Task: Scan the records for the string "building". State how many lines contain it and add nothing.

Data to use:
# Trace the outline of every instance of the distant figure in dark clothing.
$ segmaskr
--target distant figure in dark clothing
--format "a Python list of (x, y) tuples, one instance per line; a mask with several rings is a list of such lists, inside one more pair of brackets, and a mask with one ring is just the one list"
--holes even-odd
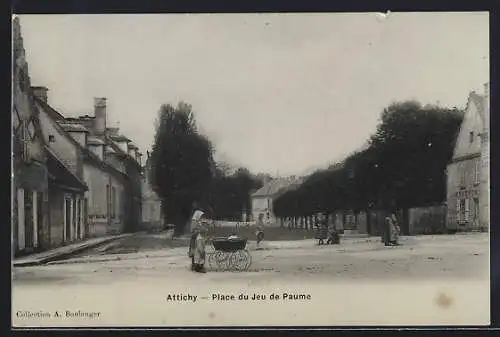
[(259, 214), (256, 227), (255, 237), (257, 239), (257, 244), (259, 244), (262, 240), (264, 240), (264, 214)]
[(316, 220), (316, 239), (318, 239), (318, 245), (324, 245), (325, 240), (328, 239), (328, 223), (326, 217), (320, 214)]

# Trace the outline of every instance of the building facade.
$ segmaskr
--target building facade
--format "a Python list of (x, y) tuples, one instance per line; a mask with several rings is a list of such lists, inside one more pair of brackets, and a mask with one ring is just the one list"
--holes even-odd
[(150, 170), (151, 158), (148, 152), (142, 177), (142, 229), (148, 231), (164, 228), (161, 199), (151, 185), (149, 179)]
[[(53, 221), (53, 244), (124, 232), (128, 183), (124, 166), (119, 161), (106, 160), (113, 158), (114, 150), (106, 146), (104, 137), (96, 135), (92, 125), (87, 128), (85, 118), (84, 122), (66, 118), (52, 108), (47, 91), (44, 87), (35, 90), (46, 141), (62, 164), (86, 186), (78, 193), (64, 193), (63, 211), (54, 211), (62, 215)], [(100, 108), (96, 106), (96, 110)], [(60, 199), (60, 193), (54, 195), (56, 205)], [(62, 232), (58, 229), (61, 226)]]
[(489, 228), (489, 85), (471, 92), (447, 167), (447, 218), (450, 230)]
[(34, 107), (19, 19), (13, 20), (12, 248), (13, 255), (49, 245), (45, 144)]
[(256, 221), (262, 214), (264, 222), (268, 225), (279, 226), (278, 219), (273, 211), (273, 201), (288, 190), (288, 188), (300, 184), (300, 179), (295, 177), (277, 178), (264, 182), (259, 190), (251, 195), (252, 218)]
[(49, 172), (50, 247), (85, 238), (84, 195), (87, 185), (46, 147)]

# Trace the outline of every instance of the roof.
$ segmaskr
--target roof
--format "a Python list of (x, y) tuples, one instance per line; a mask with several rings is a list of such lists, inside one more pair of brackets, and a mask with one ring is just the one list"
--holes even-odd
[(59, 123), (59, 125), (61, 125), (61, 127), (68, 132), (89, 132), (89, 130), (87, 130), (87, 128), (81, 124)]
[(122, 172), (118, 171), (116, 168), (113, 166), (109, 165), (108, 163), (104, 162), (101, 160), (97, 155), (92, 153), (89, 149), (85, 148), (82, 146), (80, 143), (78, 143), (73, 137), (71, 137), (62, 127), (57, 123), (57, 121), (60, 121), (61, 119), (64, 119), (64, 116), (61, 115), (59, 112), (57, 112), (54, 108), (52, 108), (47, 102), (44, 102), (37, 97), (34, 98), (35, 102), (48, 114), (50, 118), (56, 121), (55, 125), (58, 128), (58, 130), (63, 134), (70, 142), (73, 143), (83, 154), (84, 158), (90, 159), (91, 162), (94, 164), (100, 166), (102, 169), (107, 170), (110, 173), (115, 174), (116, 176), (119, 176), (123, 179), (129, 179), (129, 177)]
[(266, 197), (274, 196), (279, 192), (291, 187), (292, 185), (299, 184), (299, 179), (289, 179), (289, 178), (278, 178), (273, 179), (264, 184), (260, 189), (258, 189), (252, 197)]
[(132, 156), (130, 156), (127, 152), (123, 151), (118, 144), (116, 144), (112, 139), (113, 137), (110, 137), (111, 139), (108, 140), (108, 145), (111, 146), (113, 150), (116, 151), (117, 154), (123, 156), (124, 158), (129, 159), (131, 163), (133, 163), (139, 171), (142, 171), (141, 165), (135, 160)]
[(45, 146), (45, 151), (47, 153), (47, 169), (51, 181), (65, 188), (82, 192), (88, 190), (87, 184), (74, 175), (48, 146)]
[(110, 136), (109, 138), (111, 138), (112, 140), (114, 140), (115, 142), (131, 142), (130, 139), (128, 139), (127, 137), (123, 136), (123, 135), (118, 135), (118, 136)]
[(88, 137), (87, 144), (88, 145), (104, 145), (105, 143), (102, 139), (99, 139), (97, 137)]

Reply to the exercise: 2